> What this task involves: Print the line containing "Where can you see the dark blurred" and each line after it through the end, please, with nothing added.

-------- Data section

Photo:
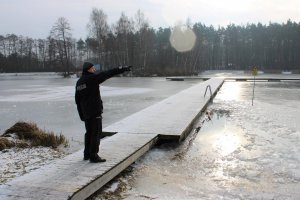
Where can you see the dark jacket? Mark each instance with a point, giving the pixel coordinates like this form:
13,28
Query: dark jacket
87,95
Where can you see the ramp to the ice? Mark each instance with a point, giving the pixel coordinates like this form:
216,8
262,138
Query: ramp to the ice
73,178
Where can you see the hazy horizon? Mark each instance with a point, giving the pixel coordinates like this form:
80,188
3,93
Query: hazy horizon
34,18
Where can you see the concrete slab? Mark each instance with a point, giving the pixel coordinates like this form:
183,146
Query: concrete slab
73,178
64,178
171,116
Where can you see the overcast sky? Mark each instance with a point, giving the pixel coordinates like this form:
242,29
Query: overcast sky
34,18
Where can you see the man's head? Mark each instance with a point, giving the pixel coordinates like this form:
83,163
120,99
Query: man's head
88,67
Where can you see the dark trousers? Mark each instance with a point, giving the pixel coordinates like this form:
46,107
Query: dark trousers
92,137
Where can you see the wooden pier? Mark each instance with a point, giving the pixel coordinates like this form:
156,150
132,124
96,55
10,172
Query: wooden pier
73,178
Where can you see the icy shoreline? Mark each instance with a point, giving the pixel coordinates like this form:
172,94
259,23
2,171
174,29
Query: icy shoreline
16,162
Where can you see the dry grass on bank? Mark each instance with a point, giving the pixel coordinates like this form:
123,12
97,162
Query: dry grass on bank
28,134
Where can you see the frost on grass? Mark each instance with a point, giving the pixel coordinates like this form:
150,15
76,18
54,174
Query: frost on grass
24,134
24,147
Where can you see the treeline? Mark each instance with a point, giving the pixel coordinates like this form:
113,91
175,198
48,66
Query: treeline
131,41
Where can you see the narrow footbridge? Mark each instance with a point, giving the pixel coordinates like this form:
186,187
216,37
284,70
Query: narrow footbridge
73,178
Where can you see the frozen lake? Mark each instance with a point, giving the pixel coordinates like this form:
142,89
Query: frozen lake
243,152
48,100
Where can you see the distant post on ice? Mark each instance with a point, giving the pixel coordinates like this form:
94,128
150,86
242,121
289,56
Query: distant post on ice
254,73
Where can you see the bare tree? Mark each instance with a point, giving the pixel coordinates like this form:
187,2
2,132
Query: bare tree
142,28
98,30
61,33
123,29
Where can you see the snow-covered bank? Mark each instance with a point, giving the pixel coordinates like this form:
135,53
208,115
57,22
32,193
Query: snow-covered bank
18,161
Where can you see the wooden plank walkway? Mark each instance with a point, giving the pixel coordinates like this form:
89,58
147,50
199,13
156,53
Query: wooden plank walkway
260,77
73,178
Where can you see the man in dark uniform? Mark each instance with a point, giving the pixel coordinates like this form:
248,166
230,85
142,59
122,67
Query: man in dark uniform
90,106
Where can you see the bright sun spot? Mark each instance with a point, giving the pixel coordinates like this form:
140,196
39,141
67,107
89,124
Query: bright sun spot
182,38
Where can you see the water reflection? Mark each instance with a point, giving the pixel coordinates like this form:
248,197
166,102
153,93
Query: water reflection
230,91
226,143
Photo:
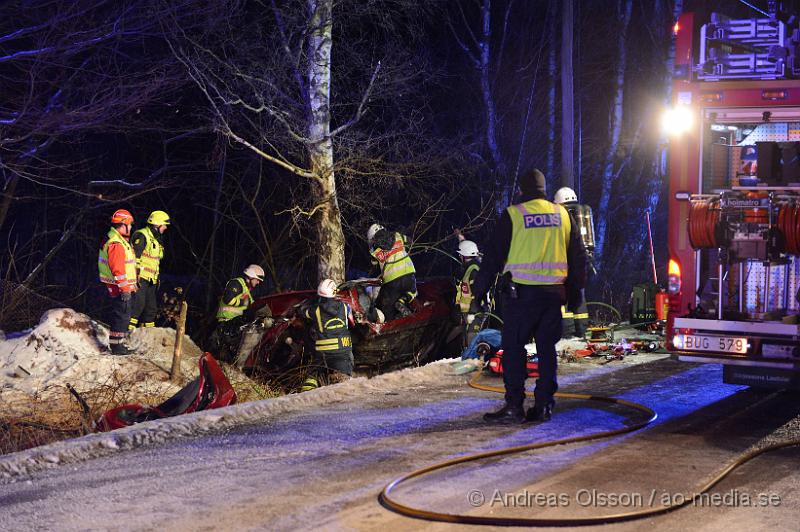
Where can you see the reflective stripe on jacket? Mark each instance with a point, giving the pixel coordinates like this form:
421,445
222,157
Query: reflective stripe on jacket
148,263
395,262
539,239
236,306
464,289
330,321
116,272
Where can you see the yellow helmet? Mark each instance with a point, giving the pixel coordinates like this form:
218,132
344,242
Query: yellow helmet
158,218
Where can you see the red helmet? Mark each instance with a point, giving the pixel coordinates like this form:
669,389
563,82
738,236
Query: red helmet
121,216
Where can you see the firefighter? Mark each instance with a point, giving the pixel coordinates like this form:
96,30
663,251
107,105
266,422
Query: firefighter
233,303
544,263
149,251
471,264
574,320
333,345
116,264
398,284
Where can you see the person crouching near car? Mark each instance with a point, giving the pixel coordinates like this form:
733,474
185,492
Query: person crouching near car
331,320
116,264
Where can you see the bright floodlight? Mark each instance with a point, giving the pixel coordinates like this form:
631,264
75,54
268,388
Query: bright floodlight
677,120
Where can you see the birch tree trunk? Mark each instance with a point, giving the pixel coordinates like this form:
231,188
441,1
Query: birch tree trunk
567,108
484,67
330,237
615,131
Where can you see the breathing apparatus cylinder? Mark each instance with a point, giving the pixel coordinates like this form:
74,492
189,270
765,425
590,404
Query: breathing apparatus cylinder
582,214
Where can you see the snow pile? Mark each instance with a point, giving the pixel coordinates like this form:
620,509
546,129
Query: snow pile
68,347
18,465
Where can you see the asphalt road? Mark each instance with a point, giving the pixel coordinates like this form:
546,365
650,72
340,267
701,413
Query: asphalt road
323,467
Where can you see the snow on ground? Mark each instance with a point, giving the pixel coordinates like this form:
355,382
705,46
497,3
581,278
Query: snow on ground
160,431
69,347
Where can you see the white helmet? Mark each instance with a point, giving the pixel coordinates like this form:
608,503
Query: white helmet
372,231
254,271
468,248
327,288
565,195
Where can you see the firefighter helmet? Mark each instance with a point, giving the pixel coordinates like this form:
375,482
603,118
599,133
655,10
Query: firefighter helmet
372,231
565,195
121,216
158,218
327,288
254,271
468,248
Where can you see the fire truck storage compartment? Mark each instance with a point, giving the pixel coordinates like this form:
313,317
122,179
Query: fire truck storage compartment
745,226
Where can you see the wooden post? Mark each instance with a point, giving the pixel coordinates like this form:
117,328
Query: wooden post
175,372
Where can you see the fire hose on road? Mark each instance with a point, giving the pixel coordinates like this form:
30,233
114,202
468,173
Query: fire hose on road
385,497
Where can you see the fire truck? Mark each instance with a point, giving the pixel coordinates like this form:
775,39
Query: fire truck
734,197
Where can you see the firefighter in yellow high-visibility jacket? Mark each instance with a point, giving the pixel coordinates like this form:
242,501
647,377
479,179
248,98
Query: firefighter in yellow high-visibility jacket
149,250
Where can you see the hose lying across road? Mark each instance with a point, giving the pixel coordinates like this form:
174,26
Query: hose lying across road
391,504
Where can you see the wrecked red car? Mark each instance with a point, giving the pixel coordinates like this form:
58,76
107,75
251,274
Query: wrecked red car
210,390
431,332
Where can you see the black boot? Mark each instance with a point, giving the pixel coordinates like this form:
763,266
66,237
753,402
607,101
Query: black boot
507,414
539,413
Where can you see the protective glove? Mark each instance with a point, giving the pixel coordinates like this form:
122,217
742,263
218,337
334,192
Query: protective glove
475,307
573,299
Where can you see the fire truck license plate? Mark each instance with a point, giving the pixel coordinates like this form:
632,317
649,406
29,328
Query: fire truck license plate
725,344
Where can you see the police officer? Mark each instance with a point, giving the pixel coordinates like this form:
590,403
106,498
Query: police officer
149,251
540,250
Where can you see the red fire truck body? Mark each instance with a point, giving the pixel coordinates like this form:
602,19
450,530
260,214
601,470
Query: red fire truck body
734,199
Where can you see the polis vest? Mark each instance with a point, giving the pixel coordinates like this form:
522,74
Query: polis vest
539,239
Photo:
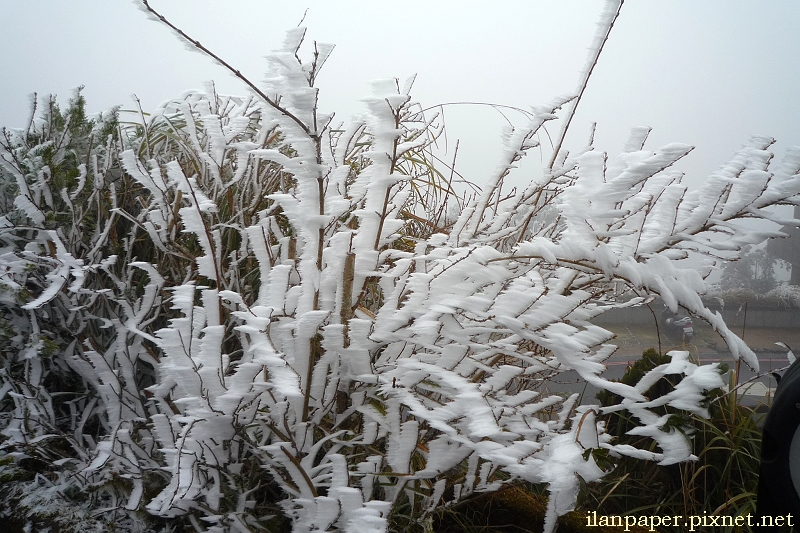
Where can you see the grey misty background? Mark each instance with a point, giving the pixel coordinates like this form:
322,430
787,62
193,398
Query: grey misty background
705,74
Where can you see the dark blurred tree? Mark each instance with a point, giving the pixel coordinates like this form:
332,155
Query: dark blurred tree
755,271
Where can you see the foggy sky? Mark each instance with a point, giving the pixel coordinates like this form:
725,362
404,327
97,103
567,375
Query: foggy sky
705,73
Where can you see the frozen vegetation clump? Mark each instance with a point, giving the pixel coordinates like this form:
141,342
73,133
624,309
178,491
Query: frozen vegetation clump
242,310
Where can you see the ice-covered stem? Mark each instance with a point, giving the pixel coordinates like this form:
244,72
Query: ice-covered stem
270,101
606,23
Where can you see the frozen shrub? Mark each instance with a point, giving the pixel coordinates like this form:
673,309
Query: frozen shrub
234,289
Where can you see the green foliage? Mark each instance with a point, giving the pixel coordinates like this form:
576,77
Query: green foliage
722,481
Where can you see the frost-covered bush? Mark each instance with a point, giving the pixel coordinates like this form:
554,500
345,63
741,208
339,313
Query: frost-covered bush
229,301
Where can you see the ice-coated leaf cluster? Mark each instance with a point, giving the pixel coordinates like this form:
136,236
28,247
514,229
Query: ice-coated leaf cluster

----------------

> Solution for this problem:
Where can you see the dark blurred tree? Mark each instance with a point, giving the pixel coordinates like this form:
332,155
Query: dark blurred tree
755,271
Where can you see the foggy sky? Mark each instance with a point, giving the pixel coordinates like this form:
725,362
404,327
97,103
567,375
Query: foggy sky
705,73
Where can you see the frozen vegetation clump? Mark each instance with a point, giving the pixel coordinates like this form:
141,342
73,133
624,309
178,491
Query: frozen vegetation clump
242,310
Where can you see the ice-covered stem? Mark each instance with a point, giving the pixel coordinates like this form:
244,72
Query: ice-covered stem
270,101
606,23
Where can you see the frozen shrub? Mark each instance with a point, giving the pixel coordinates like this form:
673,309
Query: frozen shrub
234,289
Where can you see the green foliage? Mark each instance with a point, giving the pixel coordinates like this form:
576,77
Query: green foliage
722,481
Where can you see the frost-covered bush? Mark each instance with a point, giving the pixel coordinates like this form:
554,500
345,63
741,208
339,313
Query: frost-covered bush
229,301
Where can you see the ice-coated leaf cluster? Mark each instance with a point, giving the pixel coordinates like this form:
136,236
28,247
514,229
Query: ice-coated leaf cluster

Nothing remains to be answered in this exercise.